● **Passage given**:

Saturday, July 29, 2006

Lady in the Water

Oh, M. Night Shyamalan. I want to like you. I really do! Why, then, are you so strong in some areas and so transparently lame in others? Or inconsistently lame and strong, anyway?

I suspect a lot of the problem is the one-man-bandedness of his works. He writes and directs all his movies, so all the blame or praise falls to him. In this case, was it a blessing or a curse that Sixth Sense (1999) was his first feature film?


Ok. Lady in the Water (2006). Paul Giamatti plays Cleveland Heap, a put-upon apartment complex superintendeant that seems somewhat contented to work and live with the miscellaneous characters that occupy the building. Like the weird little dude who is only working out one side of his body. Or the family with five sisters. The war buff. The film critic who clumsily analyses his life as if it were a film. The author and his sister. More on the author later.

Bryce Dallas Howard plays a sea nymph who appears in the pool of Cleveland’s complex. Yeah. I tried to care about/pay attention to this storyline, so bear with me. A long time ago, humans and sea creatures were friendly, but then men became more obsessed with owning material objects, and didn’t care about the sea creatures anymore. Uh, star babies of the sea nymphs were sent to live among men and if they could spiritually commune with one, or something, something good would happen.

My confusion or ambivalence on the storyline is fuelled by multiple amendments and addendums to the original story as the movie progressed. It’s like this, oh, no it’s not, it’s like this, oh, did I forget to say this? It gets tiring and boring really fast. How lazy was Shyamalan when he was writing this screenplay that he didn’t even try to insinuate story twists with any sort of finesse? They are slammed into the proceedings like a lump of clay thrown on the floor.

Rows from an object pointing dataset:
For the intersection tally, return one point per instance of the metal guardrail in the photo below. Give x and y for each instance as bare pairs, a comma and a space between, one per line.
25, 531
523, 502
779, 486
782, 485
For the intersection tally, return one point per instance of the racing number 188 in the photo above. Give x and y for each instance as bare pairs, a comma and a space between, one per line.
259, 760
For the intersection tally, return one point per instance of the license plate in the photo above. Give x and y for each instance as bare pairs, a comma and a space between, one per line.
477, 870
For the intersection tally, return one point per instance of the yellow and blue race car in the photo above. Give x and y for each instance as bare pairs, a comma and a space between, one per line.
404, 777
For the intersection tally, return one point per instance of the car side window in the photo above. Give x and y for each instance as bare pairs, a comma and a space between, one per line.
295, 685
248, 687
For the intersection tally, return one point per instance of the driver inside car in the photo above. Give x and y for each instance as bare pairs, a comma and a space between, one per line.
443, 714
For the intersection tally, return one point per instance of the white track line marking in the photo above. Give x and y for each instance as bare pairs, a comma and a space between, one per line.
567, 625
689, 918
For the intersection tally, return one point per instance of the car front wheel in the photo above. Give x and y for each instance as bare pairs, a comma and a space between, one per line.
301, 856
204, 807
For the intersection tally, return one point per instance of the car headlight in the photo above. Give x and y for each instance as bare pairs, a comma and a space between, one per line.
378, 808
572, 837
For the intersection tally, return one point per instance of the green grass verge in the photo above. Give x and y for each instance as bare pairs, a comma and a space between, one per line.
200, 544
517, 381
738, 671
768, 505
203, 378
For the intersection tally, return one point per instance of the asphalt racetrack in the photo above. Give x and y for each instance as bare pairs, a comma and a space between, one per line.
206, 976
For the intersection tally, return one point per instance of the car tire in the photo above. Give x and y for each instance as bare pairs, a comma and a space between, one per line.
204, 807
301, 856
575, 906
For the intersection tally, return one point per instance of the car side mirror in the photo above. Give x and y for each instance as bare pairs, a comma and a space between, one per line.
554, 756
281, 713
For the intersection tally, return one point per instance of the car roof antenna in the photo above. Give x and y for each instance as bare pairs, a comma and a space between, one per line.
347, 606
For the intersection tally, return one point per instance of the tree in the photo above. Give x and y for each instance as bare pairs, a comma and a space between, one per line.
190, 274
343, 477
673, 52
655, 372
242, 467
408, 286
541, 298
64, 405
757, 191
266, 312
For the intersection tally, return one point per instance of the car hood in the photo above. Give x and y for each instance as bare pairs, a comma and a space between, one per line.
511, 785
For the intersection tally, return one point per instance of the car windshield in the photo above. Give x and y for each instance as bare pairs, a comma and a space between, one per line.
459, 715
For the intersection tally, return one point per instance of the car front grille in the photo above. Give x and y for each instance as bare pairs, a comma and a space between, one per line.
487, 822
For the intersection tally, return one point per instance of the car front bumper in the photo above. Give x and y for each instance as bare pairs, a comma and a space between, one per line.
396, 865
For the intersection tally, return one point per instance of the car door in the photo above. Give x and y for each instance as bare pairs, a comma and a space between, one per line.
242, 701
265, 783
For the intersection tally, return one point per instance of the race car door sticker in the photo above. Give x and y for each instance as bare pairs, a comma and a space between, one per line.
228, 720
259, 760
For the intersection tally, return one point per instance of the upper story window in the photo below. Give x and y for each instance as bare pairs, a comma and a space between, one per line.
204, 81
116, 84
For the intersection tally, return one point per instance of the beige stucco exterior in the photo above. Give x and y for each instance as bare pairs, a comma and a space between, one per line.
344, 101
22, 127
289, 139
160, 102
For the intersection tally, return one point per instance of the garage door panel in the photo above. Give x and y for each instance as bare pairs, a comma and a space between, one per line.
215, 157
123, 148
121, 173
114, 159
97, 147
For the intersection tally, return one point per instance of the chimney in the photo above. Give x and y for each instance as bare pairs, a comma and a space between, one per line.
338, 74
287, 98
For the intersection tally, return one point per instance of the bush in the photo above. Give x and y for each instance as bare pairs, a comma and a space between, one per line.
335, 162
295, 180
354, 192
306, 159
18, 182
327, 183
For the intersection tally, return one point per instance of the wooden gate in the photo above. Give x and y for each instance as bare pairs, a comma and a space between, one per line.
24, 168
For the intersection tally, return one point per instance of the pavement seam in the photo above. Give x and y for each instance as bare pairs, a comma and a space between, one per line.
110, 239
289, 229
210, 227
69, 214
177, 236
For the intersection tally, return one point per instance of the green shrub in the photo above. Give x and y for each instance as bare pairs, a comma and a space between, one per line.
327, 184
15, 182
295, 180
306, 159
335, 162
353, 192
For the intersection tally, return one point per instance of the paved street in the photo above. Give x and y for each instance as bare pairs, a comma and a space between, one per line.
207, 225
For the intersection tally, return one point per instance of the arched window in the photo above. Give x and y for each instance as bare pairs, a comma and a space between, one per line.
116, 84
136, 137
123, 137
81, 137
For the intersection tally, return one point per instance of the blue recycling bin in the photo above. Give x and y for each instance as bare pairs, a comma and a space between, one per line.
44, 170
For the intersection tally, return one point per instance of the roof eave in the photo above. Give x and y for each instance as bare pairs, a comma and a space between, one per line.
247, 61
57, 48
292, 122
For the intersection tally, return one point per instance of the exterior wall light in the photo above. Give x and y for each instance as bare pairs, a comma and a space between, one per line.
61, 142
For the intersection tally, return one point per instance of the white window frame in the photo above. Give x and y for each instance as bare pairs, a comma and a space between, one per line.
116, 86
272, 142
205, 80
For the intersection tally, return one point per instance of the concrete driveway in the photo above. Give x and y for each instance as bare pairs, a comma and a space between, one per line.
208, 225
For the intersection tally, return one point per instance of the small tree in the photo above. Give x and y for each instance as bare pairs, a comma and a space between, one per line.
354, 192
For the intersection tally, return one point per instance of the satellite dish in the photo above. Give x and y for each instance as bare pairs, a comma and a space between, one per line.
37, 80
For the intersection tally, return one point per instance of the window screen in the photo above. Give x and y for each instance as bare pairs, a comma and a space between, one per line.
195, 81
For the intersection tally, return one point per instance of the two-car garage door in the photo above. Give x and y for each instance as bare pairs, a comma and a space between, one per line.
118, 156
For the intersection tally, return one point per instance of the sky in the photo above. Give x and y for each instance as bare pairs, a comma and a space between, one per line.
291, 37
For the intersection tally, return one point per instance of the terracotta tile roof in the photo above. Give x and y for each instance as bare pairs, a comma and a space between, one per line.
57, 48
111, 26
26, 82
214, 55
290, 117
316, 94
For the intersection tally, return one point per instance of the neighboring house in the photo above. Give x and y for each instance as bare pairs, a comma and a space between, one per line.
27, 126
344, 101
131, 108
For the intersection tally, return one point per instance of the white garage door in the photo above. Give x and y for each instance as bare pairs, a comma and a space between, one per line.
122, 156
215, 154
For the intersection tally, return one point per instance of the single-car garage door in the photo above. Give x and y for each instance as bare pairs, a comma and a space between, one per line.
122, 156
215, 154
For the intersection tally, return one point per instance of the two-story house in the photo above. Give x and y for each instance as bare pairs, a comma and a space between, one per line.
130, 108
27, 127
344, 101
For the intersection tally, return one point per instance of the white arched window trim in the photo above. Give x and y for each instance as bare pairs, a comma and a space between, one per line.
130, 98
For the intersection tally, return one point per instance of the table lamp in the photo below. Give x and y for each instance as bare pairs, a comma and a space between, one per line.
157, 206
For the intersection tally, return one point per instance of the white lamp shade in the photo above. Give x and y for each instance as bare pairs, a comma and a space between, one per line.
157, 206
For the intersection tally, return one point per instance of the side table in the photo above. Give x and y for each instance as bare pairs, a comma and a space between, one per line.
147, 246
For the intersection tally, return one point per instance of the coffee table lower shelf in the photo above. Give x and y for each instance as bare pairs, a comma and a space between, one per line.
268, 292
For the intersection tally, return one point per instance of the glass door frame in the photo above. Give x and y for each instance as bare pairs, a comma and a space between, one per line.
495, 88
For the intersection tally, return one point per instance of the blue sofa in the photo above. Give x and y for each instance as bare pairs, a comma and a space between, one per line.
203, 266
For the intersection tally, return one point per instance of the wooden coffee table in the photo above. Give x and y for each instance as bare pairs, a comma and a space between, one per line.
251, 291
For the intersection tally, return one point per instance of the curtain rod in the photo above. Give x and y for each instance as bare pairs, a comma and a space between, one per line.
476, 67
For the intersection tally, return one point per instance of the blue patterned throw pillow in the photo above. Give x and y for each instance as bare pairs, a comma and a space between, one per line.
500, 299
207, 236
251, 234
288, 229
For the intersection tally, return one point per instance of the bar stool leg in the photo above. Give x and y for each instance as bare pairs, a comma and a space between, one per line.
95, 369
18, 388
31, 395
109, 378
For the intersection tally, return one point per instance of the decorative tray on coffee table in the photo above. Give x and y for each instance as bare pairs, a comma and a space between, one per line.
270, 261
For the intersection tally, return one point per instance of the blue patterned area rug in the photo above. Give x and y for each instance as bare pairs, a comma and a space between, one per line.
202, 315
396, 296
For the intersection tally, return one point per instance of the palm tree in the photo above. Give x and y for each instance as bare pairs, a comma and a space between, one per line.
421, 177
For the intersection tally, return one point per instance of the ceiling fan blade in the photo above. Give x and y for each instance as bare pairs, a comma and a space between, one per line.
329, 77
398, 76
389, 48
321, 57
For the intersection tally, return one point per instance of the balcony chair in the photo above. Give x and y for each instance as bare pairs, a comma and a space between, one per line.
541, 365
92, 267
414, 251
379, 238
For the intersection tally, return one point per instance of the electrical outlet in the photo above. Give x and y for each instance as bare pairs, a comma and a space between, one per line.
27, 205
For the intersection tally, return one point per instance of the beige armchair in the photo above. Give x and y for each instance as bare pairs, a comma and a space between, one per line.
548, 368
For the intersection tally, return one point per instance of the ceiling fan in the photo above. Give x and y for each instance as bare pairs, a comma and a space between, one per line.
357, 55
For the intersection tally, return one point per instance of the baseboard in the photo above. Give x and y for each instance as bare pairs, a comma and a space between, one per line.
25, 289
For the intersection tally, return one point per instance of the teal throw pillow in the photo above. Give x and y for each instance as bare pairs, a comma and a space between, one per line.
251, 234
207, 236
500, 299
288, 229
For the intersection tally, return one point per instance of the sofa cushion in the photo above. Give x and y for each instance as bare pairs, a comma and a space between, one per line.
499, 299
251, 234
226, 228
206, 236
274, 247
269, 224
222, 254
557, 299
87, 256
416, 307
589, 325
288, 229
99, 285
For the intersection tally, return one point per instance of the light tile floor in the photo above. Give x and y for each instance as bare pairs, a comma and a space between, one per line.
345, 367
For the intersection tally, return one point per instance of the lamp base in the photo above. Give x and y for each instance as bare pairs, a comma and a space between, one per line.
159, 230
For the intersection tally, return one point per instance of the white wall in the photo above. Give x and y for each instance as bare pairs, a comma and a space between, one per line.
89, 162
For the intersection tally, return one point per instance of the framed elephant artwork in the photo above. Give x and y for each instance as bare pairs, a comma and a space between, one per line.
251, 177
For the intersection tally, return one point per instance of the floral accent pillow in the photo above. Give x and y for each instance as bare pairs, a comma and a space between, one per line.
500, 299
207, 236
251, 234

● **Problems to work on**:
1) Print the part of the review between "Saturday, July 29, 2006" and "first feature film?", inclusive.
2) Please report every line of the records that contains the string "wall", matching case.
The review and the records come from unrelated sources.

● **Answers to the tasks**:
1)
Saturday, July 29, 2006

Lady in the Water

Oh, M. Night Shyamalan. I want to like you. I really do! Why, then, are you so strong in some areas and so transparently lame in others? Or inconsistently lame and strong, anyway?

I suspect a lot of the problem is the one-man-bandedness of his works. He writes and directs all his movies, so all the blame or praise falls to him. In this case, was it a blessing or a curse that Sixth Sense (1999) was his first feature film?

2)
For the intersection tally, return one point per instance of the exterior wall light in the photo above. Give x and y for each instance as bare pairs, a comma and a space between, one per line.
For the intersection tally, return one point per instance of the white wall in the photo above. Give x and y for each instance as bare pairs, a comma and a space between, one per line.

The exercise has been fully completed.